How to complete this task » Set down, word for word, the stretch of lines from the one containing "Query: green grass" to the end of the records below.

Stored data:
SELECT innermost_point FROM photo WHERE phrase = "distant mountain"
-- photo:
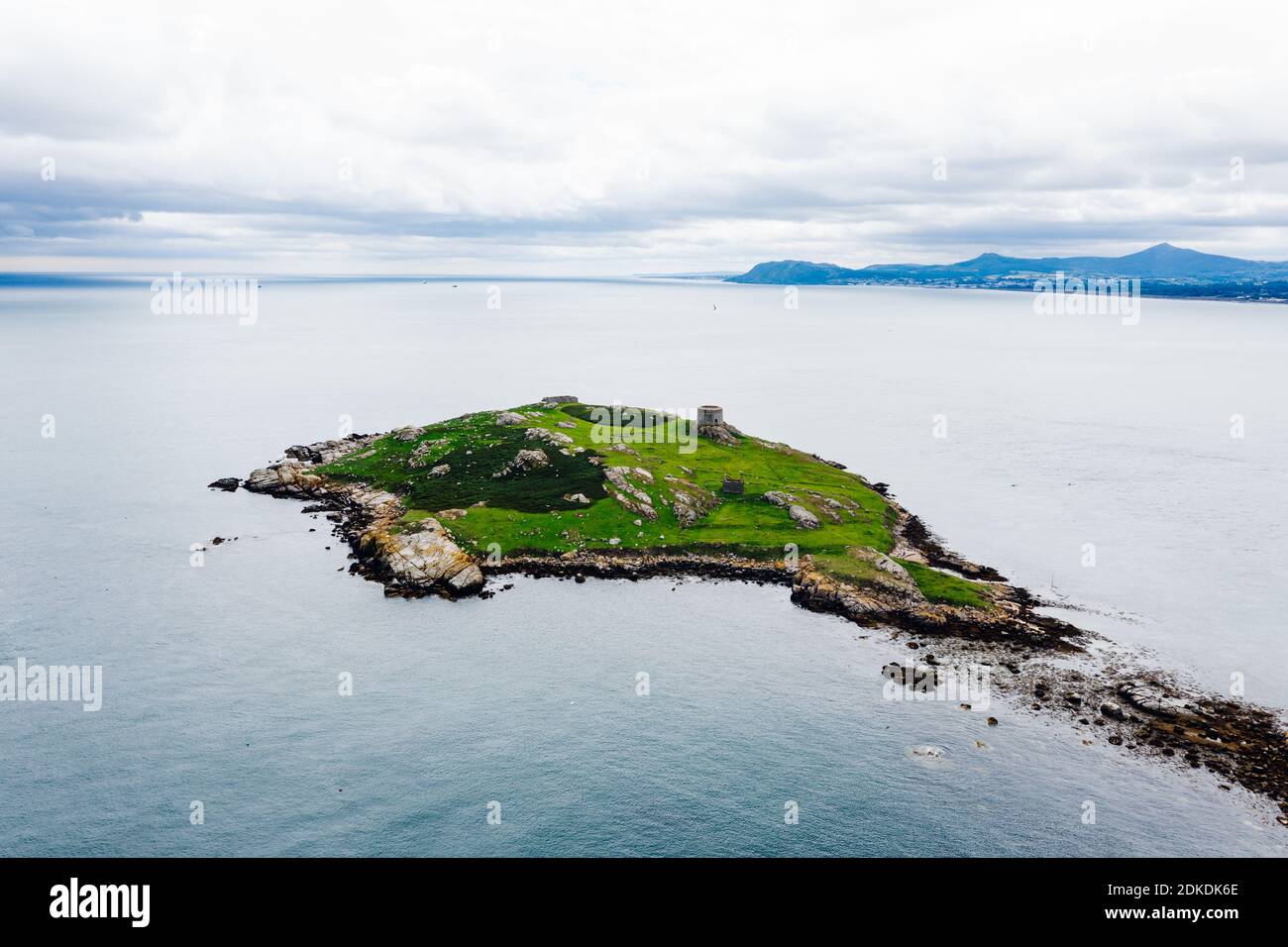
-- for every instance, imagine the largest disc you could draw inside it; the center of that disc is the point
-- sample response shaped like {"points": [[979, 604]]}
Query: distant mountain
{"points": [[1163, 269]]}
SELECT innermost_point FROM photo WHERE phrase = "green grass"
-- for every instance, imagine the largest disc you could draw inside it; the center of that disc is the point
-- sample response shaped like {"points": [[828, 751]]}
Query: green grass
{"points": [[528, 512], [939, 586]]}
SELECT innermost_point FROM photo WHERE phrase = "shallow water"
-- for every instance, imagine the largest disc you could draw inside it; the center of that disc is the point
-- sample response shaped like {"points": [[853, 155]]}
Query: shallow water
{"points": [[222, 682]]}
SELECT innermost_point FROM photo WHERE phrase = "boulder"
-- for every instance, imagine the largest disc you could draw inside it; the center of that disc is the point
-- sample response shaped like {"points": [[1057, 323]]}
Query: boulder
{"points": [[523, 462], [803, 517]]}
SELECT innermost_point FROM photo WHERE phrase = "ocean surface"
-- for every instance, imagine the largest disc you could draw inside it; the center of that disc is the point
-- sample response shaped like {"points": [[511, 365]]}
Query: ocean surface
{"points": [[222, 681]]}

Answer box »
Query: green grass
{"points": [[528, 512], [939, 586]]}
SELECT innermost_point FROM photo WHERE phrase = "shallow water"
-- for every instance, imagine the largest disc you could draw inside it; the center of that disc is the point
-- sample response shaped like {"points": [[853, 155]]}
Query: shallow water
{"points": [[222, 682]]}
SELECT innermost_point FROM photo WHERE phrase = "boulder"
-- for every instance, imagine the largest disc you could draw inside it; the center of that disc is the point
-- sample response shaped like {"points": [[1057, 323]]}
Query: boulder
{"points": [[523, 462], [803, 517]]}
SELECT innermost_point FROM photo WHERE phrase = "ocean surface"
-- for every instance, imagine the largest disc you could draw inside it; the center of that disc is the point
-- sample response shaped like {"points": [[511, 365]]}
Query: ocean surface
{"points": [[222, 681]]}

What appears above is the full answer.